> _CONSIGNE_:
Relevez, dans l'ordre où ils apparaissent, tous les noms propres de villes et de pays mentionnés dans l'extrait.

> _EXTRAIT ÉTUDIÉ_:
◇ ◇ ◇ ◇ ◇
À moins d'une heure trente d'Oslo, la côte sud de la Norvège offre un paysage rocailleux, à la végétation basse et dense. Durant la belle saison, son climat plutôt clément est très prisé des Norvégiens qui, depuis les années 1950, s'y sont fait construire des résidences secondaires, souvent situées sur des promontoires avec vue, fenêtres face à la mer et au vent. Un phénomène devenu endémique, que les autorités locales tentent aujourd'hui d'endiguer en mettant en place une réglementation drastique. Préservation du littoral oblige. C'est là, à Sandefjord, une ancienne station baleinière, qu'une famille possède une petite maison de vacances, mais en retrait de la côte et privée du rapport à la mer. Leur terrain, par contre, se termine sur les falaises, et pourrait accueillir un nouvel édifice mieux situé, où profiter de l'été en étant plus immergé dans le paysage naturel maritime. L'agence Lund Hagem arKitekter, reconnue pour avoir réalisé de très nombreux projets de maisons et cabines de vacances, est chargée de réfléchir à la question.
◇ ◇ ◇ ◇ ◇
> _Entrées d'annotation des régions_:
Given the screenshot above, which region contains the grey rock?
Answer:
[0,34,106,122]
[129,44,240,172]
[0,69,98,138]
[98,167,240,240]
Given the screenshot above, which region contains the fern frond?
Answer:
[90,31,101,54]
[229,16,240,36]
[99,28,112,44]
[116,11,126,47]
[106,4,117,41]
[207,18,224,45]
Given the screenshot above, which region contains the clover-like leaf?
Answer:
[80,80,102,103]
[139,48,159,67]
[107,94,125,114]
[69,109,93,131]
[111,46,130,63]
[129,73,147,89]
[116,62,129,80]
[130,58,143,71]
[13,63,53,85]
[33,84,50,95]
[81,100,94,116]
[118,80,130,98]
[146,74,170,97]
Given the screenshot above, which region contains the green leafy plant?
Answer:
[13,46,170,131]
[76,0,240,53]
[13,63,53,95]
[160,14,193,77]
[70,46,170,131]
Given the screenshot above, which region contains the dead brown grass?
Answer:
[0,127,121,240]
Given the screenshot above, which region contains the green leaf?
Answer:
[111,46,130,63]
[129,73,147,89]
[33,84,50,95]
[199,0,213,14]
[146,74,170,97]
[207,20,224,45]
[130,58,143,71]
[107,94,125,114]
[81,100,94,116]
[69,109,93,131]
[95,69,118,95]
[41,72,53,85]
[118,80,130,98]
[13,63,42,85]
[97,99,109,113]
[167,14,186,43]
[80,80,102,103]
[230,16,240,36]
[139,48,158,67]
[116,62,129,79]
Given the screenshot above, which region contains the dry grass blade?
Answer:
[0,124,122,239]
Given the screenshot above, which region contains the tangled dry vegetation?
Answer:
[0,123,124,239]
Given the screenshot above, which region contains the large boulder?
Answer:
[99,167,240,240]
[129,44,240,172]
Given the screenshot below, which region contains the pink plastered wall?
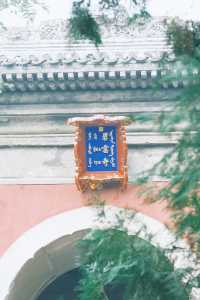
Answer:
[0,184,170,255]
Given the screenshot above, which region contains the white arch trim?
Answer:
[0,206,200,300]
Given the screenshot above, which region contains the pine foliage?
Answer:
[78,228,190,300]
[145,20,200,256]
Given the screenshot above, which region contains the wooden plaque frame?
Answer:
[67,115,131,192]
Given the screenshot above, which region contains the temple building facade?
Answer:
[0,11,197,300]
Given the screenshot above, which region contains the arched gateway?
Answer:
[0,206,198,300]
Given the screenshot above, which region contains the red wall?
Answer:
[0,184,170,255]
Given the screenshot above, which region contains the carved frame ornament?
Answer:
[67,115,131,192]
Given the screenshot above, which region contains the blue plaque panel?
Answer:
[85,126,118,172]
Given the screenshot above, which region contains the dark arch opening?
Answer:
[37,269,81,300]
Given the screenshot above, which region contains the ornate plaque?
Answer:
[68,115,130,191]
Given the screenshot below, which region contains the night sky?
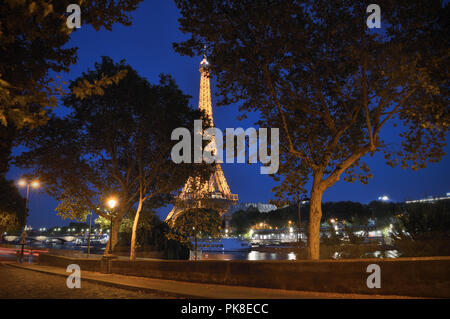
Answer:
[7,0,450,228]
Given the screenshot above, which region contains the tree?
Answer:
[174,0,450,259]
[16,57,209,259]
[0,176,26,234]
[168,208,222,259]
[0,0,142,174]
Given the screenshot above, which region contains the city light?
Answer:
[106,197,117,209]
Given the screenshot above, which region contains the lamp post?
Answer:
[107,198,117,255]
[297,196,309,250]
[88,212,92,257]
[17,178,40,229]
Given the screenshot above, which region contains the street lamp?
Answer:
[106,197,118,255]
[297,196,309,249]
[17,178,40,228]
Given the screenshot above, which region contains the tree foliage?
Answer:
[0,0,142,174]
[174,0,450,259]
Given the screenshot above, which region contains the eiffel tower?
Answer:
[166,53,238,221]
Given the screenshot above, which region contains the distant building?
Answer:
[405,193,450,204]
[228,203,277,213]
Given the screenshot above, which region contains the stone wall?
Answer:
[40,255,450,298]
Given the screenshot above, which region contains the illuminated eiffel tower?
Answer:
[166,54,238,221]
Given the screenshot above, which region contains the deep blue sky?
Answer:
[8,0,450,228]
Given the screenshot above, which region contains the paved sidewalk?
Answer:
[9,263,420,299]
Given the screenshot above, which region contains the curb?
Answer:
[5,263,195,299]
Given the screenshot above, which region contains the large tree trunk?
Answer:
[104,216,122,255]
[130,200,142,260]
[308,185,323,260]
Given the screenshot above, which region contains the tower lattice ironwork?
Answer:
[166,54,238,221]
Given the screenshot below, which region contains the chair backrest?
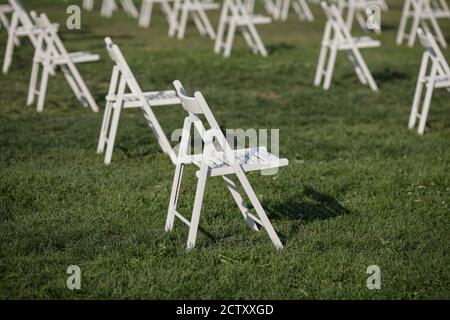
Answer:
[321,1,352,41]
[30,11,68,57]
[417,28,450,76]
[224,0,249,18]
[9,0,34,28]
[173,80,235,163]
[105,37,142,96]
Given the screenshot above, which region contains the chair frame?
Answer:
[396,0,448,48]
[100,0,139,19]
[169,0,220,40]
[166,81,288,250]
[27,12,100,112]
[139,0,173,28]
[314,2,380,91]
[214,0,271,57]
[2,0,40,74]
[97,38,180,165]
[408,28,450,135]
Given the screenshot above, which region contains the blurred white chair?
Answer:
[97,38,180,164]
[100,0,139,19]
[338,0,389,33]
[430,0,450,19]
[166,81,289,249]
[0,4,13,33]
[3,0,39,74]
[273,0,314,21]
[408,28,450,135]
[27,12,100,112]
[314,2,380,91]
[83,0,94,11]
[397,0,448,48]
[139,0,173,28]
[214,0,272,57]
[169,0,220,40]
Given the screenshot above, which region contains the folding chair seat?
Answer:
[397,0,450,48]
[139,0,173,28]
[336,37,380,50]
[169,0,220,40]
[314,2,380,91]
[27,12,100,112]
[214,0,272,57]
[166,81,288,249]
[97,38,180,165]
[3,0,45,74]
[408,28,450,135]
[265,0,314,21]
[100,0,139,18]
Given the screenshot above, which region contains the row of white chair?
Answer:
[3,0,100,112]
[0,0,449,136]
[84,0,313,57]
[98,38,289,249]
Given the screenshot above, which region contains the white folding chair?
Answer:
[27,12,100,112]
[338,0,389,33]
[214,0,272,57]
[139,0,173,28]
[314,2,380,91]
[169,0,220,39]
[83,0,94,11]
[408,28,450,135]
[166,81,288,249]
[97,38,180,164]
[397,0,447,48]
[0,4,13,32]
[269,0,314,21]
[100,0,139,19]
[3,0,44,74]
[430,0,450,19]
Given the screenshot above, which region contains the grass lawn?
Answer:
[0,0,450,299]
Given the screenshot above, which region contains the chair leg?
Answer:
[352,48,378,91]
[3,14,19,74]
[27,61,40,106]
[222,176,259,231]
[139,0,153,28]
[236,171,283,249]
[408,54,429,129]
[408,12,420,47]
[223,21,236,57]
[105,78,126,165]
[177,7,189,39]
[323,47,337,90]
[37,63,50,112]
[418,81,434,135]
[187,164,208,250]
[166,163,184,232]
[396,0,411,45]
[97,101,113,154]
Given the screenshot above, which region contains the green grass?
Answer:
[0,0,450,299]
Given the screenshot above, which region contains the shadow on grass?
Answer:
[266,42,296,54]
[263,186,351,223]
[373,68,409,83]
[195,186,351,247]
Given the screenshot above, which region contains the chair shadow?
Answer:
[263,185,351,223]
[266,42,296,54]
[263,185,351,243]
[199,185,351,247]
[373,68,409,83]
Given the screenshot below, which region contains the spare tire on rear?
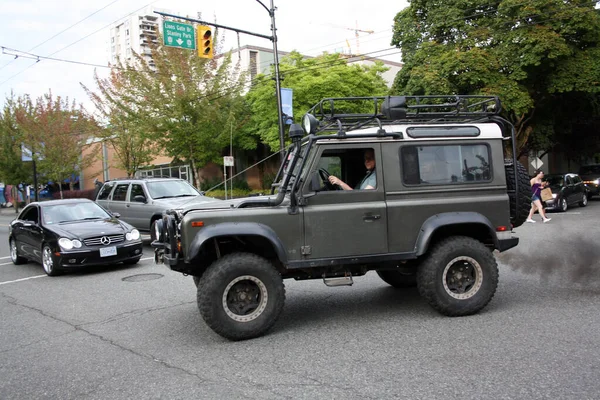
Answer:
[504,159,531,228]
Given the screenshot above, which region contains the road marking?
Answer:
[0,275,48,285]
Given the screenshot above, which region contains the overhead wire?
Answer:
[0,0,159,86]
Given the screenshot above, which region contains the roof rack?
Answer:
[307,95,502,132]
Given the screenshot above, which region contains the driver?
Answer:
[329,149,377,190]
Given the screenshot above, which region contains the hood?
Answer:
[46,219,133,238]
[173,194,277,212]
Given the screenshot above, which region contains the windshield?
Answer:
[279,144,307,191]
[579,165,600,175]
[146,180,200,199]
[545,175,565,186]
[42,201,111,225]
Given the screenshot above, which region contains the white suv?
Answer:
[96,178,217,238]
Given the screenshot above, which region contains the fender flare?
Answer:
[185,222,287,264]
[415,211,499,256]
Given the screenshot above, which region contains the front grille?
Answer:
[83,234,125,246]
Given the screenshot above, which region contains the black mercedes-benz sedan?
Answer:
[8,199,142,276]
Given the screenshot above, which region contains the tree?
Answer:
[0,93,33,208]
[244,51,388,151]
[15,91,99,197]
[392,0,600,154]
[85,31,245,188]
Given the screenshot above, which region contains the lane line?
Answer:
[0,275,48,285]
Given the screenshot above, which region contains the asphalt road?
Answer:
[0,200,600,400]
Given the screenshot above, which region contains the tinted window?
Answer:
[400,144,492,185]
[42,201,110,225]
[98,182,115,200]
[146,179,200,199]
[129,183,146,201]
[579,165,600,175]
[20,206,40,224]
[113,183,129,201]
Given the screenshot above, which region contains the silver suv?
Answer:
[96,178,216,235]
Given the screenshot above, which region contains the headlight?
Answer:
[125,229,140,240]
[58,238,81,250]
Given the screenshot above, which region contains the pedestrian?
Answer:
◇ ◇ ◇ ◇ ◇
> _CORRIGÉ_:
Oslo, Norvège, Sandefjord